BEGIN SOURCE MATERIAL

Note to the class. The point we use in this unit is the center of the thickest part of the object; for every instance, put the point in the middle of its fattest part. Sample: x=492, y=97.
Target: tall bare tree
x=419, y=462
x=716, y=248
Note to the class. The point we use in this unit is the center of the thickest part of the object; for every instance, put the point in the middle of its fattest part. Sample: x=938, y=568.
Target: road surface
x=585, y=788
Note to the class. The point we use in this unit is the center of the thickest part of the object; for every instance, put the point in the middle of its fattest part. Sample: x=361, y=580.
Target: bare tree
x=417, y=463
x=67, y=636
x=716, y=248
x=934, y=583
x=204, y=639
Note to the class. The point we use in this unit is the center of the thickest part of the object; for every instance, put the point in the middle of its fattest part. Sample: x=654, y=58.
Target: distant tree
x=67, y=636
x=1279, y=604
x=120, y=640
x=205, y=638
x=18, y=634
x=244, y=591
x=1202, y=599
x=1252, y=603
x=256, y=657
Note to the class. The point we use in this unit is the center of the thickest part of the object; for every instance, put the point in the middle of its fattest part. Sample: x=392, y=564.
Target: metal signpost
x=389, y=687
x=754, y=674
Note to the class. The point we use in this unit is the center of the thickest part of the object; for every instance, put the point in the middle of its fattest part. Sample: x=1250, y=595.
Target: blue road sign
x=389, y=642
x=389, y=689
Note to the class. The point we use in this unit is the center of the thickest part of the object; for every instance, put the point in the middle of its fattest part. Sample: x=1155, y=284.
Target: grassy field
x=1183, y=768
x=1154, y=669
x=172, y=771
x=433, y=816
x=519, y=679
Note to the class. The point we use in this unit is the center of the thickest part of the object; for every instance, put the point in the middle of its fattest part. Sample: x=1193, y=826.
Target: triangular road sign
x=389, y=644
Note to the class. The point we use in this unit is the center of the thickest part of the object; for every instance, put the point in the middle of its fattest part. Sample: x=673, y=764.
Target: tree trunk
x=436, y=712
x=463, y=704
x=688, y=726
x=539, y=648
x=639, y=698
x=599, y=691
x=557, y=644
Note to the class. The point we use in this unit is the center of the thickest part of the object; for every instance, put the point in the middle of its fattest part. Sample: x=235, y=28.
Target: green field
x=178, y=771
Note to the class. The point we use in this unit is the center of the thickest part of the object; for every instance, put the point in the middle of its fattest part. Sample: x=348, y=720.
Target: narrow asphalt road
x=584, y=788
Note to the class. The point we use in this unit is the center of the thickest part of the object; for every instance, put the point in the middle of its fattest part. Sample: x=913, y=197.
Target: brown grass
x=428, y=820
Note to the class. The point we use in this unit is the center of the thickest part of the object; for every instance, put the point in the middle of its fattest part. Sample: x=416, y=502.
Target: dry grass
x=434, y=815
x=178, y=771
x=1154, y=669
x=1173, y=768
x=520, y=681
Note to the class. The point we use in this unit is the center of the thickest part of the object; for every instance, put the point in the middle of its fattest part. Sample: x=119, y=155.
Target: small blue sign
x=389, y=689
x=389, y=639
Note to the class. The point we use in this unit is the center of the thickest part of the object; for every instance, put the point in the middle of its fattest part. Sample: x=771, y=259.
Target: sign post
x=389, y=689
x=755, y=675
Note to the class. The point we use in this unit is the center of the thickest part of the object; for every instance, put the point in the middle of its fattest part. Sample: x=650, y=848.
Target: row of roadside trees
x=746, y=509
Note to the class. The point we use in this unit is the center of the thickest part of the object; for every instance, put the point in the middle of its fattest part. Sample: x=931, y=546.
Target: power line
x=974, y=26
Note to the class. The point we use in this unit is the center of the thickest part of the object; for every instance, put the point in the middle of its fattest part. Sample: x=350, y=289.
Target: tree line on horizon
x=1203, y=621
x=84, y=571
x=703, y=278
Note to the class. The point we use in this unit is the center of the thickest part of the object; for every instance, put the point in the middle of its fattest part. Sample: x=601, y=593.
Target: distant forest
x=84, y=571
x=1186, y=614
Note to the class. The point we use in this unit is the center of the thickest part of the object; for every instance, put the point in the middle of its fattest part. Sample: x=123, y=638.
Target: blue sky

END SOURCE MATERIAL

◆ **PROBLEM DETAILS**:
Change every "Note to the class" in the items above to "Note to the group" and leave the rest of each line as it is.

◆ **EXERCISE SOLUTION**:
Note to the group. The point we use in this unit is the center of the thickest part of the object; for every instance, put the point in the middle of its fattest part. Sample: x=492, y=97.
Target: tall bare tree
x=419, y=462
x=716, y=248
Note to the group. The point we use in this unit is the center of the thickest part of the object; for every instance, put the point in the middle of its fattest part. Sample: x=938, y=568.
Target: road surface
x=585, y=788
Note to the group. The point we use in this unit is the center of the thickest part of the object; for every instance, put the point in the middle of its fattest part. Sample: x=361, y=580.
Target: bare tree
x=417, y=463
x=67, y=636
x=716, y=248
x=934, y=583
x=204, y=639
Note to the group. The point we use in this unit is the center of the thickest part of the object; for every instance, put the point in the middle of its fattest part. Sample: x=654, y=58.
Target: distant tree
x=67, y=636
x=1279, y=604
x=120, y=640
x=205, y=638
x=18, y=634
x=244, y=591
x=1202, y=599
x=1252, y=603
x=256, y=657
Note to the group. The point we use in this unit is the center of the thickest part of the object; for every instance, put the point in the middle of its fattest part. Sample: x=392, y=564.
Target: metal signpost
x=389, y=687
x=754, y=674
Note to the group. The point we use in this unit is the center of the thickest part of the object; for every instance, put the point in the middle of its fattest part. Sample: x=1250, y=595.
Target: blue road sign
x=389, y=642
x=389, y=689
Note to the group. The point we use in this unit is the center of the thickest part of the object; for every instance, put the point in the middle of its fattest part. Sample: x=1155, y=284.
Target: grassy field
x=1183, y=768
x=1154, y=669
x=172, y=771
x=433, y=816
x=519, y=679
Note to the group. The point we use in this unit is the center of the thickest part of the object; for every instance, put the point in the middle of its fattest part. Sample: x=1193, y=826.
Target: triangular road sign
x=389, y=644
Note to the group. The point we use in this unit is the center of the thickest part of the object; for every instance, put the point in the middle of its fattest part. Sample: x=673, y=764.
Target: tree trunk
x=436, y=712
x=463, y=704
x=688, y=726
x=539, y=648
x=639, y=698
x=599, y=691
x=557, y=644
Note to the group. The point we use in this unit is the center of the thickest part of the object; for every instance, put the point in the middle of its fattest part. Sample: x=235, y=28.
Target: green field
x=178, y=771
Note to the group. The point we use in this unit is the center of the thickest part of the object; for every instance, put the point in the middle of its fattest part. Sample: x=348, y=720.
Target: narrow asphalt road
x=584, y=788
Note to the group. The point we use in this unit is the center of the thickest part of the object; for every instance, put the point in the middle of its fattest part. Sample: x=913, y=197.
Target: brown grass
x=428, y=820
Note to the group. The point we use in this unit is the center of the thickest part of the object; for every instance, put the point in the middle of its fattest part. Sample: x=416, y=502.
Target: dry grass
x=434, y=815
x=178, y=771
x=1154, y=669
x=1173, y=768
x=520, y=681
Note to the group. The point we use in this unit is the center of the thickest part of the object; for every instance, put the point in the middle of its fattest part. Sample: x=119, y=155.
Target: small blue sign
x=389, y=689
x=389, y=639
Note to the group. The point we use in this unit is the center of the thickest part of the object; for every instance, put the point in the middle of its fattest part. Sample: x=771, y=259.
Target: sign post
x=389, y=689
x=755, y=675
Note to the group. The point we use in this unit is the center of the thickest part of the object; for every instance, put the point in the middle of its fattest part. Sample: x=650, y=848.
Target: row of roadside trees
x=746, y=509
Note to the group. The point we use in this unit is the center of the thickest part of the object; for every instance, put the point in the middle of its fattest part. Sample: x=931, y=546.
Target: power line
x=974, y=26
Note to the group. The point we use in this unit is the center of the thickest part of the object; for every instance, put the point in the middle of its fattest part. Sample: x=350, y=289.
Target: tree line on horizon
x=1203, y=621
x=84, y=571
x=703, y=278
Note to the group. The point we use in this unit is the center of the thickest part of the object; for every instance, put the point in the middle of its fattest part. Sample: x=601, y=593.
Target: distant forest
x=84, y=571
x=1186, y=614
Note to the group. The point we use in this unit is the center of the thickest part of the object; for every instance, put the point in the middle of its fattest part. Sample: x=123, y=638.
Target: blue sky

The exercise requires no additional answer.